(LISTA DE EXERCÍCIOS):
[a] Reproduza fielmente a parte do trecho sobre o Restaurante Rodeio que começa em "Rodeado de fles" e termina em "de boas memórias.".
[b] Segundo o trecho sobre o Restaurante Rodeio, em que ano o sogro de Arlindo Dessunti comprou o estabelecimento?

(TRECHO SELECIONADO):
---

Rodeado de fles e de historias
No comando do Restaurante Rodeio há 40 anos, Arlindo Dessunti conta as histórias que fizeram do local um ponto tradicional na cidade
Uma única mesa montada no Restaurante Rodeio, no centro de Londrina, servia o café da manhã ao proprietário do local: Arlindo Dessunti, 69. Um pão francês em uma mão e a Folha de Londrina na outra, desfrutava do início do dia entre a leitura e algumas pausas para orientar funcionários que se organizavam para abrir o restaurante em poucas horas. Ali conta a história da vida, do restaurante, de Londrina, que se entrelaça em um enredo de boas memórias.
“Só um instante”, pede enquanto guarda o jornal e deposita as últimas mordidas no pão. O telefone toca e a esposa, Maria da Glória Antunes Dessunti, 61, atende levantando-se do local. Arlindo está no comando do Restaurante Rodeio há quase 40 anos, um convite do sogro, que comprou o estabelecimento em 1968 já em funcionamento há 3 anos.

---

(ENTRADAS DA LISTAGEM):
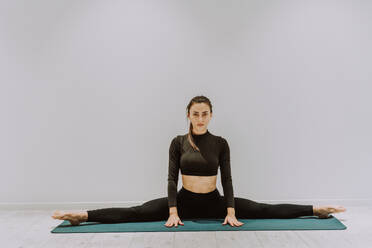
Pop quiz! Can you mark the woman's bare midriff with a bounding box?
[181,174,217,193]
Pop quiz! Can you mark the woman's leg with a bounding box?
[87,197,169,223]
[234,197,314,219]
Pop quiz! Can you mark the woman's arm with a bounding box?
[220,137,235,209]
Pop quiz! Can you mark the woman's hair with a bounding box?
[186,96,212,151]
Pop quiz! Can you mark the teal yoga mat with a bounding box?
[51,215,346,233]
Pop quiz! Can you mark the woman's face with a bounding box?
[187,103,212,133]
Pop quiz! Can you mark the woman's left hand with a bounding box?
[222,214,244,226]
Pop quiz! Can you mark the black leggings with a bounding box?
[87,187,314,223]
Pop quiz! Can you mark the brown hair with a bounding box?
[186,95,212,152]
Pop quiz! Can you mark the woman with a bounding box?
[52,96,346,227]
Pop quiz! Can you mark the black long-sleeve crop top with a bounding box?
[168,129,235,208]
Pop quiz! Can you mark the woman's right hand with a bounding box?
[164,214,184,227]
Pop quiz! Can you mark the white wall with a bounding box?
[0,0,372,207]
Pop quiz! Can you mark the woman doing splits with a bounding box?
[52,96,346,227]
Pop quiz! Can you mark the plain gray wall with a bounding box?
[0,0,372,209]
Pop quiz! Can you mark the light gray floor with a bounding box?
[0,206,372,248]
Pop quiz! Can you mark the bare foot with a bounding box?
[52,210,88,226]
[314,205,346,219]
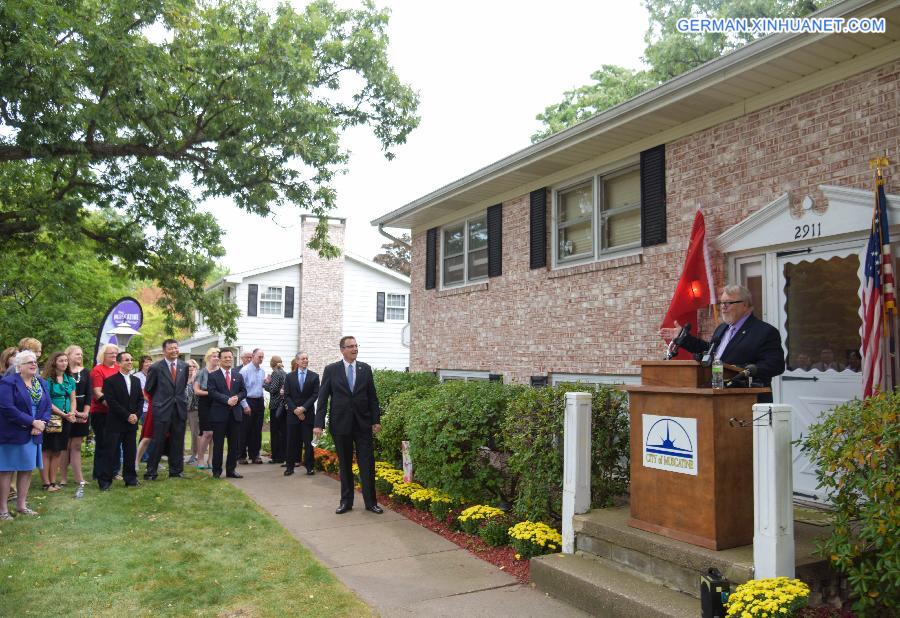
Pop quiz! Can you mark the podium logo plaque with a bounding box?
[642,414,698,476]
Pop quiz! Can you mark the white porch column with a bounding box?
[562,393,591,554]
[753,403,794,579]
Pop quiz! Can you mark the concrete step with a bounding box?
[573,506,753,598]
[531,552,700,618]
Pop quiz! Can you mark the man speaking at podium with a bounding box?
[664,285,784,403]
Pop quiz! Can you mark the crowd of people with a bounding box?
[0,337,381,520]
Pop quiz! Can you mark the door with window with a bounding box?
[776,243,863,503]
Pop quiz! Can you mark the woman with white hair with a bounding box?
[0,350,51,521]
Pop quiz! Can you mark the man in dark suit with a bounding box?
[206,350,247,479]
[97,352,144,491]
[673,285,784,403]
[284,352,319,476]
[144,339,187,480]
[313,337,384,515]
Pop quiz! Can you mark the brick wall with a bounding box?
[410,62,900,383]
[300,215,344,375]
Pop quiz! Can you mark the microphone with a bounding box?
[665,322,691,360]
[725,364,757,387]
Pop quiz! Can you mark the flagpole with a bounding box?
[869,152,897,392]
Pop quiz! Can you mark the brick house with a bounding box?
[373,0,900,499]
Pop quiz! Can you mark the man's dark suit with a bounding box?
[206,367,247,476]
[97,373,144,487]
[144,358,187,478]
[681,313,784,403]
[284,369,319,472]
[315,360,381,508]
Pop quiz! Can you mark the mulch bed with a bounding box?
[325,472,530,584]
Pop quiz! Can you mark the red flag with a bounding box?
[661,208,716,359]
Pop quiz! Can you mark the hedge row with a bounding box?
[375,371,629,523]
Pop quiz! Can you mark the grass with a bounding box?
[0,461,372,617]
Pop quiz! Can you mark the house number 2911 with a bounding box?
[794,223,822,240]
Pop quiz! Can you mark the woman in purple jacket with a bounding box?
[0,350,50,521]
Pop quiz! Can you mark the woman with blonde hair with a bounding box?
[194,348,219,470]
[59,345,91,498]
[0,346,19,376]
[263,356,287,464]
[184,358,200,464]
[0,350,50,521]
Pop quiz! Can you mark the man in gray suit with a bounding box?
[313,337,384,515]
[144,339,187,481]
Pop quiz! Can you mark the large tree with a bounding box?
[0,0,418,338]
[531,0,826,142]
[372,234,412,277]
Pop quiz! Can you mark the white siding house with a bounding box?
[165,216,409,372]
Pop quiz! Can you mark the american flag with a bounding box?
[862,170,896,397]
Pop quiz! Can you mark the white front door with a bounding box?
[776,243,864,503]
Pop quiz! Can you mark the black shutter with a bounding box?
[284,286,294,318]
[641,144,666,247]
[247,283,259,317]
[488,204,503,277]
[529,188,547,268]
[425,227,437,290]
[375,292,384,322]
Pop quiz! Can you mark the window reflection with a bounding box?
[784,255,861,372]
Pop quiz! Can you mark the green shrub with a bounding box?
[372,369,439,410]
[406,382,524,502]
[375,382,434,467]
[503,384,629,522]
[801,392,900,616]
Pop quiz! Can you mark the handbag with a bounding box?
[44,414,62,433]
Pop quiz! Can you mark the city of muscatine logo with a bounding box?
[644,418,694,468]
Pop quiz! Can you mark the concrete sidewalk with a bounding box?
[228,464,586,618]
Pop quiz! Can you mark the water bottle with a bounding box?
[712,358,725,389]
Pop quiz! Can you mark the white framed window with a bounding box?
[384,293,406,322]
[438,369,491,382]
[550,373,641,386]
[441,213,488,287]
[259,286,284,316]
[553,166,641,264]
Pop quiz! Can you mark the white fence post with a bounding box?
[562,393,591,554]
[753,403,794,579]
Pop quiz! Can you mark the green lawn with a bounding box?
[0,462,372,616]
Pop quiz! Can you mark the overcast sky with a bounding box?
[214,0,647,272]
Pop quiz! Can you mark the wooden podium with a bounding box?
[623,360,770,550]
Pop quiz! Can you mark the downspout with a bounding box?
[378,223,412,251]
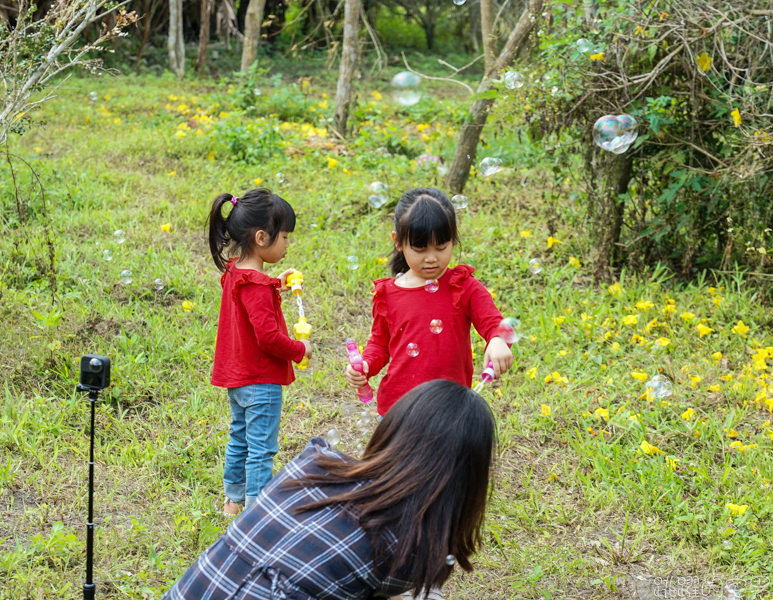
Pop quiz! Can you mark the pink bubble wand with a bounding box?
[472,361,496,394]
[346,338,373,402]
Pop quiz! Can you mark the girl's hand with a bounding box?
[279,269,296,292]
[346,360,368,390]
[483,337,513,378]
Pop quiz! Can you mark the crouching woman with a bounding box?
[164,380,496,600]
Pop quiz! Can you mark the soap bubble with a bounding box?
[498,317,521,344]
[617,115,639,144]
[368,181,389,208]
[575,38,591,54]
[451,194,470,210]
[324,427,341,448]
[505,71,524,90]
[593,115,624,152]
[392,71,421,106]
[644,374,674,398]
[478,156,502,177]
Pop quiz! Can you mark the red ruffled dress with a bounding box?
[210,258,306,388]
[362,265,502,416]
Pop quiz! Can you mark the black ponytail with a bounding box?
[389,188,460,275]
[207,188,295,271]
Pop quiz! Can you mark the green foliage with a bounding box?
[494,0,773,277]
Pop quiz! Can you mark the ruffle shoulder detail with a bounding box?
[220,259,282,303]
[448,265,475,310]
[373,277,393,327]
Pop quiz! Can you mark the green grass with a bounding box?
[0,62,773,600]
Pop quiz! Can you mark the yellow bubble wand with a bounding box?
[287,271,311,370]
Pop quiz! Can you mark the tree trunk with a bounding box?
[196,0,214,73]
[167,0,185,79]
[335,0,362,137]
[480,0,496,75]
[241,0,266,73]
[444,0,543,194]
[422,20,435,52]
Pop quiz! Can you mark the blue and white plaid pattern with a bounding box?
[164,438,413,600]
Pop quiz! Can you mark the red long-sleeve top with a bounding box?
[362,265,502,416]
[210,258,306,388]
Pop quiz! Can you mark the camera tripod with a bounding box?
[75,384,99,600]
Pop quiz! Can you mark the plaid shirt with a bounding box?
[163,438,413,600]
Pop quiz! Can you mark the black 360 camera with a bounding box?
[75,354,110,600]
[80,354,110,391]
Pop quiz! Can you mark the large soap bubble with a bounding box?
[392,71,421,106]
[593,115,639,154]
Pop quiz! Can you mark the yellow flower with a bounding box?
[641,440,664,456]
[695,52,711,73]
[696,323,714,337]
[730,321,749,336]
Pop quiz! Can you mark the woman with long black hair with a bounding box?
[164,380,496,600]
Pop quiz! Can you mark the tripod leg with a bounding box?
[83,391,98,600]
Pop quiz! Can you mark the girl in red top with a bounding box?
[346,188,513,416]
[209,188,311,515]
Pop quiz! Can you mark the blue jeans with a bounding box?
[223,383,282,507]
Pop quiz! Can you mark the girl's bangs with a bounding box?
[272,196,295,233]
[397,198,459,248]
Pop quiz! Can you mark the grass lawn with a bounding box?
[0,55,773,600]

---

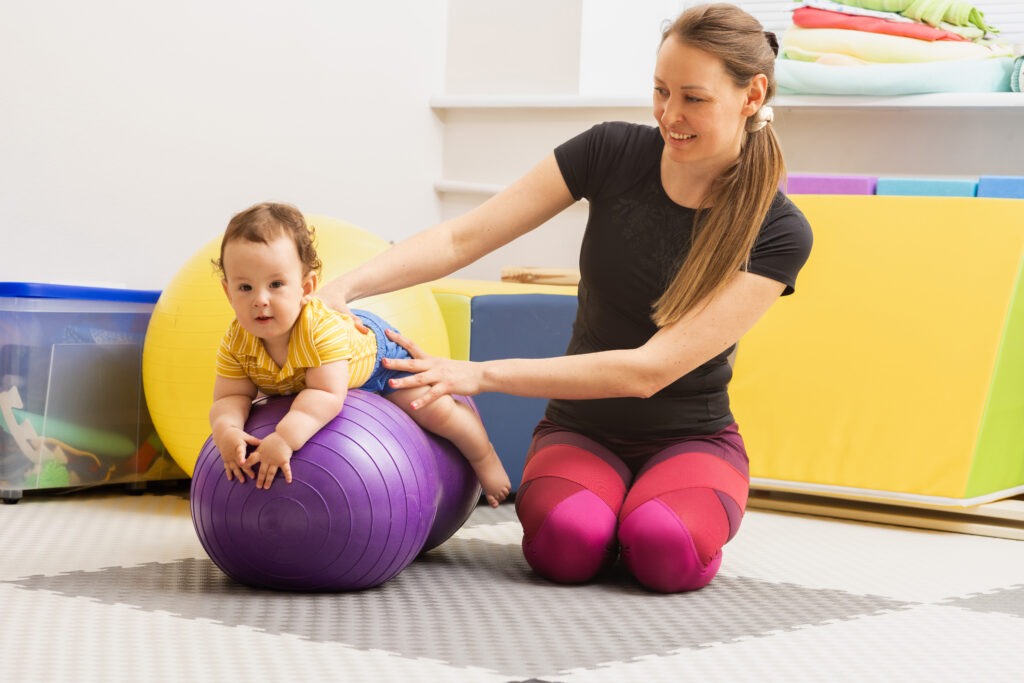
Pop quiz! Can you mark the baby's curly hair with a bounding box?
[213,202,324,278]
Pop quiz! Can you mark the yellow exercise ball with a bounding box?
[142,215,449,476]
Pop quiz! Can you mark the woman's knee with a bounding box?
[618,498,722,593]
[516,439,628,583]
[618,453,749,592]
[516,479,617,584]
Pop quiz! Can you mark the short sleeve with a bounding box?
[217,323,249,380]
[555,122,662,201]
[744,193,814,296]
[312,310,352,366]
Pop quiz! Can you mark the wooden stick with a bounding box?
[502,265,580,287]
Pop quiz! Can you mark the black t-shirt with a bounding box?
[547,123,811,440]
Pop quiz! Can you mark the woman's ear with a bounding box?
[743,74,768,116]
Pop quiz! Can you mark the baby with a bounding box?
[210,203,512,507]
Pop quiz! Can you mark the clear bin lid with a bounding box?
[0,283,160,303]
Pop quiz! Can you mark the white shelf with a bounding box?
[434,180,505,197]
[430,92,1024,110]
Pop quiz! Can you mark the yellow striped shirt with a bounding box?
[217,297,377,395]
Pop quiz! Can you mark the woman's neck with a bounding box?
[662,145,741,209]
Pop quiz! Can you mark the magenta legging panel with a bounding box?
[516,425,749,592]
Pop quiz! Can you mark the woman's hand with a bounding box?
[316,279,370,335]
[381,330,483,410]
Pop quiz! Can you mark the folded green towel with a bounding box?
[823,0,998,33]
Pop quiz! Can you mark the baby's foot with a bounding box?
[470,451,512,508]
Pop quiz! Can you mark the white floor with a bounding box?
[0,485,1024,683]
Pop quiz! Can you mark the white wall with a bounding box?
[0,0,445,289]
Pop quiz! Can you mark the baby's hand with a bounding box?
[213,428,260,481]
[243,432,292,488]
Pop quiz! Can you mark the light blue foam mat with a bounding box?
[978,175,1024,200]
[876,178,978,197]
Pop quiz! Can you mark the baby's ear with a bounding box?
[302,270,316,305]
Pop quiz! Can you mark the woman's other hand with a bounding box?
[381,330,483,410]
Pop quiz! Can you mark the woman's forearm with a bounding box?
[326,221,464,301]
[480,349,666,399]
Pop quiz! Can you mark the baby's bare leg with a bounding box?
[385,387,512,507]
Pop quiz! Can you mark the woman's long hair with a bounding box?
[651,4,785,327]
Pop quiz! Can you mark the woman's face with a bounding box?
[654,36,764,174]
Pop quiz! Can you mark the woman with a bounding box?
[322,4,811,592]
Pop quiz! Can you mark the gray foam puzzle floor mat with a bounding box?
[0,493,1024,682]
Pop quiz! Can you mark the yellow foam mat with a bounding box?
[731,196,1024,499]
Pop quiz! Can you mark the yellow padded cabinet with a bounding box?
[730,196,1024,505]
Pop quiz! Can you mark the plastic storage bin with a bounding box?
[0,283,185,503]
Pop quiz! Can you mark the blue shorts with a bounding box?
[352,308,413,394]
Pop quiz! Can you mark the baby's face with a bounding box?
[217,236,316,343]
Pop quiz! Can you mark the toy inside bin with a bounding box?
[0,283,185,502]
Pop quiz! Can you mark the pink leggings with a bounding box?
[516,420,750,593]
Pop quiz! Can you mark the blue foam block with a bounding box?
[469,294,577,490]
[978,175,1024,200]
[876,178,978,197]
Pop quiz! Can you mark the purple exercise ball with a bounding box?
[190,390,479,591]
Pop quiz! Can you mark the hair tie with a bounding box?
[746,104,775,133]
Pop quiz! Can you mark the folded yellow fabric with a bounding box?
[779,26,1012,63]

---

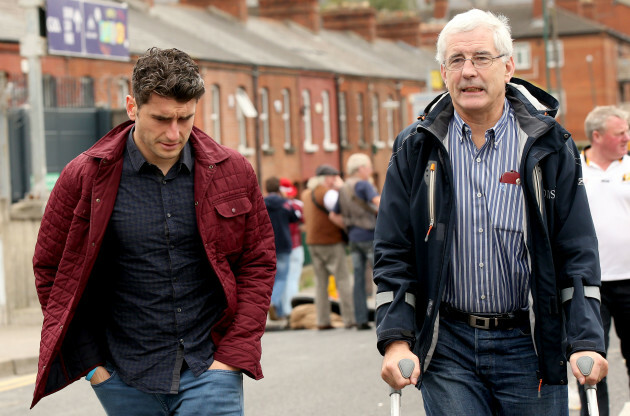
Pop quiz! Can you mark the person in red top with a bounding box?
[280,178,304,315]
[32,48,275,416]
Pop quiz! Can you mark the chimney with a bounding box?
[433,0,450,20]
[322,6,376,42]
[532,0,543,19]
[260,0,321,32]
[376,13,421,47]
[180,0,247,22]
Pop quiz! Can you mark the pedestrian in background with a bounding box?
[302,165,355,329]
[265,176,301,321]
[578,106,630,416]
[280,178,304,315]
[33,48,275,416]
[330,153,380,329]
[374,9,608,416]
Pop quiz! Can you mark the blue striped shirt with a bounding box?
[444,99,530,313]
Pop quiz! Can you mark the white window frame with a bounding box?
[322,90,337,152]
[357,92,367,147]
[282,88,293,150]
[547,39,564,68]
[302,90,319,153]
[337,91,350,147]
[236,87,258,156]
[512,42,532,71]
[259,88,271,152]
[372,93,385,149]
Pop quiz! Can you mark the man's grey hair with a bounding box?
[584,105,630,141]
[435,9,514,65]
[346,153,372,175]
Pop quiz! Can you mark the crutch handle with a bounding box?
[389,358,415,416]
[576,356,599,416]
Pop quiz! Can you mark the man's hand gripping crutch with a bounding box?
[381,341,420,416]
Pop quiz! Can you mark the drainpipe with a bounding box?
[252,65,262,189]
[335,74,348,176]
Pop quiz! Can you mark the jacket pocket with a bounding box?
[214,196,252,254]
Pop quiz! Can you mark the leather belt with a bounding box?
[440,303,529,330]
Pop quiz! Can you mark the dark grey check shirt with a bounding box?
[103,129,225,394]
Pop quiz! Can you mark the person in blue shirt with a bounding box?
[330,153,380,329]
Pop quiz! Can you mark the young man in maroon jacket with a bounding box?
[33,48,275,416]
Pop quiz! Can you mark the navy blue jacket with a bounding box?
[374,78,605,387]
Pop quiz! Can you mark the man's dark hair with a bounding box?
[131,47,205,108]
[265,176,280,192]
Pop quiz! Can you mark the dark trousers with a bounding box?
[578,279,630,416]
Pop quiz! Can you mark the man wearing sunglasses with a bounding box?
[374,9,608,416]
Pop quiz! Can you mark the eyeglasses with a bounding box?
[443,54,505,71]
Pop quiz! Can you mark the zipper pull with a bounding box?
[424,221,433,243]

---

(RESPOSTAS DO EXERCÍCIO):
[a]
Rodeado de fles e de historias
No comando do Restaurante Rodeio há 40 anos, Arlindo Dessunti conta as histórias que fizeram do local um ponto tradicional na cidade
Uma única mesa montada no Restaurante Rodeio, no centro de Londrina, servia o café da manhã ao proprietário do local: Arlindo Dessunti, 69. Um pão francês em uma mão e a Folha de Londrina na outra, desfrutava do início do dia entre a leitura e algumas pausas para orientar funcionários que se organizavam para abrir o restaurante em poucas horas. Ali conta a história da vida, do restaurante, de Londrina, que se entrelaça em um enredo de boas memórias.

[b] Em 1968.